# START OF Material provided

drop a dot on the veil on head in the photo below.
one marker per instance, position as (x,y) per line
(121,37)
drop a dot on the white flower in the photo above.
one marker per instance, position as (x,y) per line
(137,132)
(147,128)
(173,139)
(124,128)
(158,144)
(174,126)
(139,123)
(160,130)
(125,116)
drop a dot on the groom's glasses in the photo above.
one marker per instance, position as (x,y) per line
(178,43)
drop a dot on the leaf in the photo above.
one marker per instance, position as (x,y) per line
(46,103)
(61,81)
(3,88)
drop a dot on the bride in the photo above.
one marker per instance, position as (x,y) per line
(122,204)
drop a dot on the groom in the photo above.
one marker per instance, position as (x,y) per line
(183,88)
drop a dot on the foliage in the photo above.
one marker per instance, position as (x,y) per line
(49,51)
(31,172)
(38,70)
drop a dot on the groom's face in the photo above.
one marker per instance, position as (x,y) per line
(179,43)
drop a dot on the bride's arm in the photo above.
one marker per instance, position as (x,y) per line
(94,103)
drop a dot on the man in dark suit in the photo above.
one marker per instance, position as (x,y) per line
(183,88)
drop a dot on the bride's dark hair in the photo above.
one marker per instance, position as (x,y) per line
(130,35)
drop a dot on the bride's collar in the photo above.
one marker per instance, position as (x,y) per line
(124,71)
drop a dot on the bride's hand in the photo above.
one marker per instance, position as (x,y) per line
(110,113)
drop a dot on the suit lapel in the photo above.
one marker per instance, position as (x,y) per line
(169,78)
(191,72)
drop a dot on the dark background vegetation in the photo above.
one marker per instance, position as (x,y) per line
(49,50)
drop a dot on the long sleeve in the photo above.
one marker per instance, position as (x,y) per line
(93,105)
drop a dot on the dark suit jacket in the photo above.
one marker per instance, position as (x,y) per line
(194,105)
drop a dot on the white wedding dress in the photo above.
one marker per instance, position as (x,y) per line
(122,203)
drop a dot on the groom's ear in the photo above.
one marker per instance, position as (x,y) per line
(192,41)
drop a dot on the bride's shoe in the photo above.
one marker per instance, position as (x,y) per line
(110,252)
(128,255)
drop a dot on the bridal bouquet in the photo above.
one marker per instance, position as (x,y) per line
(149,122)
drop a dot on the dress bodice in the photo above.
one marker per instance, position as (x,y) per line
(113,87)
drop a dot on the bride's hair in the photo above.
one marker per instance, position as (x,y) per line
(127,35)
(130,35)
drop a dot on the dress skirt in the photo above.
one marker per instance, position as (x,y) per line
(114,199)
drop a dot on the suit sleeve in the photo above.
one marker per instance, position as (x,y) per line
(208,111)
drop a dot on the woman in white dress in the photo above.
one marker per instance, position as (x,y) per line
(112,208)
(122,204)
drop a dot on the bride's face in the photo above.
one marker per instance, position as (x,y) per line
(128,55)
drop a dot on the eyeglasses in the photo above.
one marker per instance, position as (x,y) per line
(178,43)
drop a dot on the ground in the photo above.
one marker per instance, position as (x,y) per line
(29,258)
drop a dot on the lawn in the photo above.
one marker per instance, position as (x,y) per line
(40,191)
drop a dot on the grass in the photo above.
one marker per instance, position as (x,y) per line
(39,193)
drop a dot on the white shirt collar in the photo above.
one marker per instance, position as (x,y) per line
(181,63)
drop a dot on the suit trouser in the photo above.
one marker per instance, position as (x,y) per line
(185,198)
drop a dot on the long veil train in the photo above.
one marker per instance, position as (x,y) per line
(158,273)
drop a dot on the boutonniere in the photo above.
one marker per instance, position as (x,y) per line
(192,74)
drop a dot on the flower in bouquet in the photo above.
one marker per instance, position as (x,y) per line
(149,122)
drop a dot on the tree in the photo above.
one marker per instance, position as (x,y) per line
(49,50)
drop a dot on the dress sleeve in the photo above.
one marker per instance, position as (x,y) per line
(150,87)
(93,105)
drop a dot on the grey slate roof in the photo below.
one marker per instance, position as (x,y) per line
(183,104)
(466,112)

# END OF Material provided

§ Work to be completed:
Can you print all of the records above again, word for word and line for line?

§ Task output:
drop a dot on the veil on head in the photo below.
one marker per instance, position as (x,y) per line
(121,37)
drop a dot on the white flower in the photo above.
one marker per instance, position as (x,y) per line
(137,132)
(147,128)
(173,139)
(124,128)
(158,144)
(174,126)
(139,123)
(160,130)
(125,116)
drop a dot on the groom's glasses in the photo above.
one marker per instance, position as (x,y) per line
(178,43)
drop a dot on the leaf in the photo above.
one marker per instance, position as (x,y) per line
(46,103)
(61,81)
(3,88)
drop a dot on the bride in the photo above.
one marker per instance, position as (x,y) per line
(122,204)
drop a dot on the groom in the photo above.
one marker per instance, position as (x,y) per line
(183,88)
drop a dot on the foliage in the photo above.
one marker per instance, position as (x,y) per line
(49,51)
(31,172)
(38,70)
drop a dot on the groom's face in the photo above.
one marker per instance, position as (x,y) per line
(179,43)
drop a dot on the bride's arm in the photo above.
one marker per instance, position as (x,y) per line
(94,103)
drop a dot on the man in dark suit in the photo above.
one marker per instance, position as (x,y) per line
(183,88)
drop a dot on the bride's dark hair in the photo above.
one marker per instance, position as (x,y) per line
(130,35)
drop a dot on the bride's collar in the photo above.
one marker per instance, position as (x,y) per line
(124,71)
drop a dot on the bride's hand in the photo above.
one marker per instance, position as (x,y) per line
(110,113)
drop a dot on the suit lapel in the photo above.
one marker per instance, position as (x,y) per line
(169,78)
(191,72)
drop a dot on the dark background vegetation in the photo above.
one marker per instance, position as (x,y) per line
(49,50)
drop a dot on the long sleeve in the photo above.
one marker per instance, position as (x,y) per line
(93,105)
drop a dot on the dark suit jacket in the photo above.
one marker per instance, position as (x,y) per line
(194,105)
drop a dot on the white wedding dress in the photo above.
one marker per instance, position as (x,y) per line
(122,203)
drop a dot on the groom's ear in the photo above.
one marker per instance, position as (x,y) per line
(192,41)
drop a dot on the bride's shoe in the photo above.
one marker per instance, position as (x,y) per line
(110,252)
(128,255)
drop a dot on the bridal bouquet in the photo above.
one marker per instance, position as (x,y) per line
(149,122)
drop a dot on the dress bodice in the photo above.
one marker per instance, position as (x,y) per line
(113,87)
drop a dot on the bride's hair in the photo above.
one marker per instance, position as (x,y) per line
(127,35)
(130,35)
drop a dot on the dress skirt in the photo above.
one marker per instance, position as (x,y) per line
(114,199)
drop a dot on the suit sleeve in the photo above.
one marker per instance, position as (x,y) per line
(208,111)
drop a dot on the woman in white dress in the photo above.
one marker per instance, position as (x,y) per line
(112,208)
(122,204)
drop a dot on the bride's face in the photo above.
one marker per instance, position as (x,y) per line
(128,55)
drop a dot on the eyeglasses in the photo above.
one marker per instance, position as (x,y) per line
(178,43)
drop a dot on the ground in the photo above.
one marker per instance, position as (x,y) per line
(29,258)
drop a dot on the lawn in the photo above.
one marker per instance, position as (x,y) per line
(40,191)
drop a dot on the grass in the photo above.
one marker per instance, position as (x,y) per line
(39,193)
drop a dot on the white shirt collar in the photo above.
one marker per instance, position as (x,y) per line
(181,63)
drop a dot on the suit trouser in the photo above.
one marker per instance, position as (x,y) per line
(185,198)
drop a dot on the long veil train in the photo above.
one marker per instance, position as (x,y) per line
(158,273)
drop a dot on the boutonniere in the photo above.
one marker per instance, position as (x,y) per line
(192,74)
drop a dot on the flower in bouquet in the photo above.
one marker per instance, position as (x,y) per line
(149,122)
drop a dot on the tree in the photo above.
one marker per instance, position as (x,y) per line
(49,50)
drop a dot on the dress sleeve in the photo above.
one marker per instance, position as (x,y) per line
(150,87)
(93,105)
drop a dot on the grey slate roof in the photo below.
one marker per instance, position as (x,y) per line
(183,104)
(466,112)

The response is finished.